──────── Input data ────────

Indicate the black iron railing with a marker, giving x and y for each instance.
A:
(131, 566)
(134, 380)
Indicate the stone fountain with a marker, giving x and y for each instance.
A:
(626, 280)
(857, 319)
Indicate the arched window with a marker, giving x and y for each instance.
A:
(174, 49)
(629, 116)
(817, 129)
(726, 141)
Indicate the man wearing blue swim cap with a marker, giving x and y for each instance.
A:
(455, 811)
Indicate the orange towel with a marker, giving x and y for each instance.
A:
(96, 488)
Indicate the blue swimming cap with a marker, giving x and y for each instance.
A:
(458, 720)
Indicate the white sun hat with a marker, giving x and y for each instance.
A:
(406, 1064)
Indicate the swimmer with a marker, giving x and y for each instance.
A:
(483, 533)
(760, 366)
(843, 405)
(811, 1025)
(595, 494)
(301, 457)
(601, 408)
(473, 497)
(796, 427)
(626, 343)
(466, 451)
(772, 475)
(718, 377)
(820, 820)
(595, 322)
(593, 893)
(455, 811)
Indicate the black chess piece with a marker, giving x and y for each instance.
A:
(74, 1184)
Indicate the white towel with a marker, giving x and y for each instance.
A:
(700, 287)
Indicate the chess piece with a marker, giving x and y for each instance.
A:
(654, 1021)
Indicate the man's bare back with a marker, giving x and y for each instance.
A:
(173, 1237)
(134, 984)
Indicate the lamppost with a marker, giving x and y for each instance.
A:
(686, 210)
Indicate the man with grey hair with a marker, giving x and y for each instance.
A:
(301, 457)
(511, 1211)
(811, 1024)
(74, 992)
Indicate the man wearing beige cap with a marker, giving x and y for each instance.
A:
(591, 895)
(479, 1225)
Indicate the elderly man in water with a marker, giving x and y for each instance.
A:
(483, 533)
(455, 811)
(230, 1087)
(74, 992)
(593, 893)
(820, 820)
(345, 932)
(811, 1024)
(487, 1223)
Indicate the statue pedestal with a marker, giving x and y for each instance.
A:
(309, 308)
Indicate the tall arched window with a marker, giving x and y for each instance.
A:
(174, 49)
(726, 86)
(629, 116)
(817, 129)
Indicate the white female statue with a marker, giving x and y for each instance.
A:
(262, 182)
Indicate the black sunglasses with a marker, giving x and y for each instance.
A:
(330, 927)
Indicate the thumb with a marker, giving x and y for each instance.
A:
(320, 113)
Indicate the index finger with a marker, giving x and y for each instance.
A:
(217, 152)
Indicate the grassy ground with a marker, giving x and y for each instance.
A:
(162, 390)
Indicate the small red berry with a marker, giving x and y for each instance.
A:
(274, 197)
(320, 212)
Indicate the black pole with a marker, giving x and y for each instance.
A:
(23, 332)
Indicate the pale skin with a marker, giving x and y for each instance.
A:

────────

Task details:
The output must consist solely of the lines from the first line of the records through the line containing "Indicate the orange", reproduced exactly.

Written solution:
Indicate the black iron railing with a marker, giving x and y for each instance.
A:
(131, 566)
(134, 380)
Indicate the stone fountain with a marker, giving x and y for each instance.
A:
(626, 280)
(857, 319)
Indicate the arched window with a marker, giving x and y for each instance.
A:
(174, 49)
(629, 116)
(817, 129)
(726, 141)
Indicate the man wearing blue swim cap with a marker, giving x and y for each instance.
A:
(455, 811)
Indicate the orange towel with a marker, giving x and y for each instance.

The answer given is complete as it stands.